#### PROMPT
Transcribe the entries that follow, word for word.

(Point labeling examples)
+--

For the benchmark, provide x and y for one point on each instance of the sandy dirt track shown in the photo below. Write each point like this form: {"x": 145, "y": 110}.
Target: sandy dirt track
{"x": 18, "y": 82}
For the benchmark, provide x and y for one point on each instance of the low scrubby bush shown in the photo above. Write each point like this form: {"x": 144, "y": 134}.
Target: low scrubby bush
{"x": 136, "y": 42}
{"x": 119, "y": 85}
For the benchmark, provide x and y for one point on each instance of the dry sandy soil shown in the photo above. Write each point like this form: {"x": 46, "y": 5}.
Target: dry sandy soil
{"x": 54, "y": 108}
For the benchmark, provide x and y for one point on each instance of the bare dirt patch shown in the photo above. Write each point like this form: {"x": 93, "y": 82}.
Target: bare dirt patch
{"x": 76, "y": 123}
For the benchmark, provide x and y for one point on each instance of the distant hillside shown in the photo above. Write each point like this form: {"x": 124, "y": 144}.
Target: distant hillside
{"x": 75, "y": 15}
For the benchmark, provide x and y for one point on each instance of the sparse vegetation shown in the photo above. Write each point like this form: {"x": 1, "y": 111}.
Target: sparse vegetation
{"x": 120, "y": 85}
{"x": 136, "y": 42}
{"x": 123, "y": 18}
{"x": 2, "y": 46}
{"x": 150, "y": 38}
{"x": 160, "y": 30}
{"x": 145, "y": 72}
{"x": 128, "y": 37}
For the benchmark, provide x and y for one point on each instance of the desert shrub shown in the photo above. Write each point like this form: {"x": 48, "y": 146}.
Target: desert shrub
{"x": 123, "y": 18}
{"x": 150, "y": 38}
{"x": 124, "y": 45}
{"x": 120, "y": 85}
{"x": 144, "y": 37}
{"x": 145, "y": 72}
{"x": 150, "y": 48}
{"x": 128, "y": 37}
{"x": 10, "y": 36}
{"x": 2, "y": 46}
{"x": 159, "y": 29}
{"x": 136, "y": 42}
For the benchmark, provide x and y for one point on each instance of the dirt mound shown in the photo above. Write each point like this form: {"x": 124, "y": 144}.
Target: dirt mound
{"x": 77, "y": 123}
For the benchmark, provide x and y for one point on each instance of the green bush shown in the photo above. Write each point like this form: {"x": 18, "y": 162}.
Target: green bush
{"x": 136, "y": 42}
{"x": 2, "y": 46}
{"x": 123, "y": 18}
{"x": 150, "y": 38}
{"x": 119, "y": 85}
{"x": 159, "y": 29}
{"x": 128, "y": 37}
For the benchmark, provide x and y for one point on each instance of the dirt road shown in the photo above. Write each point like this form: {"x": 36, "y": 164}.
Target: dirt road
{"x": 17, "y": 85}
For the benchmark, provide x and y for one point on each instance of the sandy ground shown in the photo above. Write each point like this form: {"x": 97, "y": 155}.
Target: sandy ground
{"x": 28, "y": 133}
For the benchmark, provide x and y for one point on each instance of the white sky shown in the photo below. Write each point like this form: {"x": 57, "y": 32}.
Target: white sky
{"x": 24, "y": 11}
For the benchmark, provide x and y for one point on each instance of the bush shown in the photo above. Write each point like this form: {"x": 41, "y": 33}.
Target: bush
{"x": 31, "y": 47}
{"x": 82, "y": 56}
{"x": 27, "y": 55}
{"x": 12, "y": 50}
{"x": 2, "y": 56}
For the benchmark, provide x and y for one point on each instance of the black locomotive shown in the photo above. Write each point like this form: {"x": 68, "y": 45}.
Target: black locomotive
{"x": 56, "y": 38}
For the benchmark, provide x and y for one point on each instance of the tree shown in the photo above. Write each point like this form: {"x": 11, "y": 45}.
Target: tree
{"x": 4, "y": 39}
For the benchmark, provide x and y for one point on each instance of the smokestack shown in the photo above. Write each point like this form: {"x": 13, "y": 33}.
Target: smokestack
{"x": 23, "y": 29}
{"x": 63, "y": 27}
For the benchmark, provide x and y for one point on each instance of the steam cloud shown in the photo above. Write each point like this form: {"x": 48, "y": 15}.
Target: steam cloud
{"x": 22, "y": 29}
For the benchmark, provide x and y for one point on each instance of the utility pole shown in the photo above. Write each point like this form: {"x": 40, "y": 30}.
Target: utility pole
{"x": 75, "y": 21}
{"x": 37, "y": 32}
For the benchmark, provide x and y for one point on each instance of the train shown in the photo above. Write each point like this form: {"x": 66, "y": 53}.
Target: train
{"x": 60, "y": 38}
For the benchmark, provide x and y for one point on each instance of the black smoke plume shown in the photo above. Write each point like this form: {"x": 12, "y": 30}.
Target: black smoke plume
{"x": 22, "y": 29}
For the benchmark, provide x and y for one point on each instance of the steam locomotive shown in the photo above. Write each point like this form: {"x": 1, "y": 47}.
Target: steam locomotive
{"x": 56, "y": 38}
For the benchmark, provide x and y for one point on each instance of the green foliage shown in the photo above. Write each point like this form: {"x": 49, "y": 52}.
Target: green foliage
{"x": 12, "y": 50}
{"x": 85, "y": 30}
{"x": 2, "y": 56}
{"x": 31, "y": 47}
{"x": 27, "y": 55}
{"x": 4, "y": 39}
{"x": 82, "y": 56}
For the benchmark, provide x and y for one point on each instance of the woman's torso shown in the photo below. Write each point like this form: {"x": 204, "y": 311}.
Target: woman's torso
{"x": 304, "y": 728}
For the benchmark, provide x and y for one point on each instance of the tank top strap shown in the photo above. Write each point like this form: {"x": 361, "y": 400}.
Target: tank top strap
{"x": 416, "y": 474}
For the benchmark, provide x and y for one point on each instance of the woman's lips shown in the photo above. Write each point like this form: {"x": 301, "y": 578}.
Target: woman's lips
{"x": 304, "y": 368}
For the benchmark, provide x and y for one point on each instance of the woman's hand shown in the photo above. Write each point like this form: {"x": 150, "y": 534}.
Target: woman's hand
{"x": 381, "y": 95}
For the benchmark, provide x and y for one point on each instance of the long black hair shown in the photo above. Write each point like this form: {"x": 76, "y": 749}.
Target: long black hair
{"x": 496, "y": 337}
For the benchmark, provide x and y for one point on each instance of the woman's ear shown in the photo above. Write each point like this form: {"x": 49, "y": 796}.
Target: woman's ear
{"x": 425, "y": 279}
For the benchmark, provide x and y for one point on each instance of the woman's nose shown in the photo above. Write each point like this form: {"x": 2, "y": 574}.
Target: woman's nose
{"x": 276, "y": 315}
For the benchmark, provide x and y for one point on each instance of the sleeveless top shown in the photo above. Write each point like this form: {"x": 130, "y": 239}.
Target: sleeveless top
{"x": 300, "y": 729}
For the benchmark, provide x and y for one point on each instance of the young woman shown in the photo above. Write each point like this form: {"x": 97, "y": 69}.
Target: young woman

+--

#### RESULT OF THIS EXERCISE
For the benchmark, provide x and y for one point on each instance of the sandy dirt track shown in the photo below. Write each point like this form: {"x": 145, "y": 110}.
Target: sandy dirt track
{"x": 18, "y": 82}
For the benchmark, provide x and y for one point on each instance of the low scrubby bush shown in the photo above. Write each point like this form: {"x": 144, "y": 134}.
Target: low scrubby bush
{"x": 136, "y": 42}
{"x": 119, "y": 85}
For the benchmark, provide x and y for one point on each instance of the dry sandy soil shown in the photo above. Write each point like this form: {"x": 46, "y": 5}.
Target: dry sandy soil
{"x": 54, "y": 108}
For the benchmark, provide x and y for one point on each instance of the bare dirt patch shown in the photo above. Write each point like this form: {"x": 93, "y": 82}.
Target: bare dirt patch
{"x": 76, "y": 123}
For the benchmark, provide x and y for one point on each instance of the distant hillside shown in the photo above. Write each point like this form: {"x": 124, "y": 144}.
Target: distant hillside
{"x": 75, "y": 15}
For the benchmark, provide x and y for one point on each instance of the sparse vegetation shown in the photo above. Write each point like this form: {"x": 1, "y": 111}.
Target: sparse vegetation
{"x": 120, "y": 85}
{"x": 136, "y": 42}
{"x": 123, "y": 18}
{"x": 2, "y": 46}
{"x": 150, "y": 38}
{"x": 160, "y": 30}
{"x": 145, "y": 72}
{"x": 128, "y": 37}
For the benchmark, provide x and y for one point on each instance of the desert shrub shown in the photo above. Write each point like this form: {"x": 48, "y": 146}.
Target: desert shrub
{"x": 123, "y": 18}
{"x": 150, "y": 38}
{"x": 124, "y": 45}
{"x": 120, "y": 85}
{"x": 144, "y": 37}
{"x": 145, "y": 72}
{"x": 150, "y": 48}
{"x": 128, "y": 37}
{"x": 10, "y": 36}
{"x": 2, "y": 46}
{"x": 159, "y": 29}
{"x": 136, "y": 42}
For the benchmark, provide x and y for one point on each instance of the dirt mound shown in the photo above. Write each point like this form: {"x": 124, "y": 144}.
Target: dirt mound
{"x": 77, "y": 123}
For the benchmark, provide x and y for one point on each instance of the green bush shown in the photo above. Write each point like this form: {"x": 18, "y": 162}.
Target: green bush
{"x": 136, "y": 42}
{"x": 2, "y": 46}
{"x": 123, "y": 18}
{"x": 150, "y": 38}
{"x": 119, "y": 85}
{"x": 159, "y": 29}
{"x": 128, "y": 37}
For the benchmark, provide x and y for one point on each instance of the dirt road shown in the photo above. Write each point like this form: {"x": 36, "y": 164}.
Target: dirt road
{"x": 17, "y": 85}
For the benchmark, provide x and y for one point on each instance of the sandy ground shown in the photo above. Write each point like this form: {"x": 97, "y": 155}.
Target: sandy ground
{"x": 28, "y": 133}
For the benchmark, provide x and y for one point on each instance of the white sky shown in the photo below. Write each point like this form: {"x": 57, "y": 32}.
Target: white sky
{"x": 24, "y": 11}
For the benchmark, provide x and y for one point on each instance of the bush shown in the photo above. Write each point like this form: {"x": 41, "y": 33}.
Target: bush
{"x": 31, "y": 47}
{"x": 82, "y": 56}
{"x": 27, "y": 55}
{"x": 12, "y": 50}
{"x": 2, "y": 56}
For the benchmark, provide x and y for one point on each instance of the black locomotive shown in the photo above. Write each point like this form: {"x": 68, "y": 45}.
Target: black locomotive
{"x": 56, "y": 38}
For the benchmark, provide x and y for one point on each instance of the tree shown in the photo above. Write each point like this form: {"x": 11, "y": 45}.
Target: tree
{"x": 4, "y": 39}
For the benchmark, provide x and y for one point on each instance of the smokestack shown in the photo above. Write each point like this form: {"x": 13, "y": 33}.
Target: smokestack
{"x": 23, "y": 29}
{"x": 63, "y": 27}
For the benchmark, provide x and y for one point on each instance of the steam cloud shown in the photo above. Write each point like this form: {"x": 48, "y": 15}.
Target: steam cloud
{"x": 22, "y": 29}
For the benchmark, provide x and y for one point on each instance of the utility pole shown in the photo above. Write each point like this form: {"x": 40, "y": 30}.
Target: utility pole
{"x": 75, "y": 21}
{"x": 37, "y": 32}
For the benchmark, provide x and y for one point on each instance of the train shown in the photo above. Write each point like this form: {"x": 66, "y": 53}.
Target: train
{"x": 60, "y": 38}
For the benchmark, provide x and y for one point on each instance of the black smoke plume shown in the photo above. Write each point like this form: {"x": 12, "y": 30}.
Target: black smoke plume
{"x": 22, "y": 29}
For the benchmark, provide x and y for one point on each instance of the steam locomotive shown in the photo above. Write each point like this form: {"x": 1, "y": 47}.
Target: steam locomotive
{"x": 56, "y": 38}
For the benchmark, provide x and y for one point on each instance of the green foliage shown in the photo above. Write each point like this form: {"x": 49, "y": 52}.
Target: green foliage
{"x": 12, "y": 50}
{"x": 85, "y": 30}
{"x": 2, "y": 56}
{"x": 31, "y": 47}
{"x": 27, "y": 55}
{"x": 4, "y": 39}
{"x": 82, "y": 56}
For the benchmark, provide x and y for one point on each instance of the woman's torso shown in the photo below. Write each point like this form: {"x": 204, "y": 311}.
Target: woman's torso
{"x": 304, "y": 728}
For the benchmark, provide x and y for one point on each instance of the tank top strap shown in the photo above. Write each point like this form: {"x": 361, "y": 400}.
Target: tank top strap
{"x": 416, "y": 474}
For the benchmark, provide x and y for one point on each instance of the woman's lips shown in the photo above. Write each point like this form: {"x": 301, "y": 578}.
Target: woman's lips
{"x": 304, "y": 368}
For the benchmark, provide x and y for one point on each instance of the woman's hand shown in the photo above. Write each point like this form: {"x": 150, "y": 534}.
Target: woman's hand
{"x": 381, "y": 95}
For the benchmark, provide x and y for one point on each instance of the long black hair shown in the photo above. Write each point like this form: {"x": 76, "y": 749}.
Target: long black hair
{"x": 496, "y": 337}
For the benchmark, provide x and y for one point on each instance of the woman's ear shown in the photo above. Write each point like this form: {"x": 49, "y": 796}.
Target: woman's ear
{"x": 425, "y": 279}
For the benchmark, provide x and y for one point on each instance of the woman's nose shown in the photo above. Write each point like this form: {"x": 2, "y": 574}.
Target: woman's nose
{"x": 276, "y": 315}
For the benchmark, provide x and y for one point on each instance of the sleeveless top shown in the photo above. Write each point like this form: {"x": 130, "y": 239}.
Target: sleeveless top
{"x": 300, "y": 729}
For the benchmark, provide x and y for one point on each instance of the young woman shown in the photo above. Write each point like this form: {"x": 97, "y": 69}.
Target: young woman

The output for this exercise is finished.